- **Activity**
Would you please copy every line of the material that follows, exactly as it reads?

- **Exercise material**
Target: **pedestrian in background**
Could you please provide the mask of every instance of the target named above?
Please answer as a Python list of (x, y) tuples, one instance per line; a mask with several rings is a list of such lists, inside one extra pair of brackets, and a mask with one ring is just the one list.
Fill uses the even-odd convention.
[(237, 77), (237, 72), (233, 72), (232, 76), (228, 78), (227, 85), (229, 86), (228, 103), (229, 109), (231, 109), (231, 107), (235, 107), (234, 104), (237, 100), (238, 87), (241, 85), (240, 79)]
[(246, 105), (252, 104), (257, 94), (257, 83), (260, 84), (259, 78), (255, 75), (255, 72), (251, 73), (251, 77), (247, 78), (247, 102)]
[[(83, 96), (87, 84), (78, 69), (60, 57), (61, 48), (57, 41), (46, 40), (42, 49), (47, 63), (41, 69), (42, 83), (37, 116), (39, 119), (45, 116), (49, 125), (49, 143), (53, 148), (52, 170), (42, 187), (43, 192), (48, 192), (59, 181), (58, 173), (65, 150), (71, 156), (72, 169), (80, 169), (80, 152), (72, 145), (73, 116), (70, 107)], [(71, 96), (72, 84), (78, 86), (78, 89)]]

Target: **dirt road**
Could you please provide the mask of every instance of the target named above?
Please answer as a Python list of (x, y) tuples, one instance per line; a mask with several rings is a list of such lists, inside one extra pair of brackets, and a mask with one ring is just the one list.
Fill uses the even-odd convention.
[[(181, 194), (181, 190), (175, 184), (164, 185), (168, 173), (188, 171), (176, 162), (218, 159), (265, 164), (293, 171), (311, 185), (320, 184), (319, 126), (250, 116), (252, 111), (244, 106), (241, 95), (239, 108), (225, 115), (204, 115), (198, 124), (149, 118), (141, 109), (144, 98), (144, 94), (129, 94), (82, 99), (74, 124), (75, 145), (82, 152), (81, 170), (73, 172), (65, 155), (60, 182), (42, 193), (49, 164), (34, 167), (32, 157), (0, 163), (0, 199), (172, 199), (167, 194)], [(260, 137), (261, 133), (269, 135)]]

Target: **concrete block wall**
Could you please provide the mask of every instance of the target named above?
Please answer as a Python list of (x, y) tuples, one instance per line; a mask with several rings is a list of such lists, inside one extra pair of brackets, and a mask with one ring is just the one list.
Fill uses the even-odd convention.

- **Exercise response**
Target: **pedestrian in background**
Could you please provide the mask of every instance of the target named above?
Please answer as a Python list of (x, y) tuples, one instance per line; a mask with several rings is a list of such lists, inside one extra pair of brackets, and a mask with one ring is just the one list.
Fill uses the even-odd convention.
[(237, 77), (237, 72), (233, 72), (232, 76), (228, 78), (227, 85), (229, 86), (228, 103), (229, 109), (231, 109), (231, 107), (235, 107), (234, 104), (237, 100), (238, 87), (241, 85), (240, 79)]
[(246, 105), (252, 104), (257, 94), (257, 83), (260, 84), (259, 78), (255, 75), (255, 72), (251, 73), (251, 77), (247, 78), (247, 102)]
[[(83, 96), (87, 84), (78, 69), (60, 57), (61, 48), (57, 41), (46, 40), (42, 49), (47, 63), (41, 69), (42, 83), (37, 116), (39, 119), (45, 116), (49, 125), (49, 143), (53, 148), (52, 170), (42, 187), (43, 192), (48, 192), (59, 181), (58, 173), (65, 150), (71, 156), (72, 169), (80, 169), (80, 152), (72, 145), (73, 116), (70, 107)], [(71, 96), (72, 84), (78, 86), (78, 89)]]

Target: **dirt road**
Could you please provide the mask of every instance of the target named above?
Please answer as a Python list of (x, y) tuples, one instance per line; a mask with several rings is a list of such lists, inside one extra pair of brackets, and a mask with one ring is just the one list.
Fill uses the even-odd convention.
[[(181, 194), (181, 190), (175, 184), (164, 185), (168, 173), (188, 171), (176, 162), (218, 159), (265, 164), (293, 171), (311, 185), (320, 184), (319, 126), (250, 116), (252, 111), (244, 106), (241, 95), (239, 108), (225, 115), (204, 115), (198, 124), (149, 118), (141, 109), (144, 98), (144, 94), (129, 94), (82, 99), (74, 124), (75, 145), (82, 152), (81, 170), (73, 172), (65, 155), (60, 182), (42, 193), (49, 164), (34, 167), (32, 157), (0, 163), (0, 199), (172, 199), (167, 194)], [(260, 137), (261, 133), (269, 135)]]

Target: **concrete block wall**
Could you please provide the mask of every instance of the target named above?
Please answer as a Python list of (x, y) tuples, one instance per line; a mask with several rings is a list of such lists, inside one extra pair of brackets, and a mask with one ring is just the one list.
Fill uses the even-odd convention.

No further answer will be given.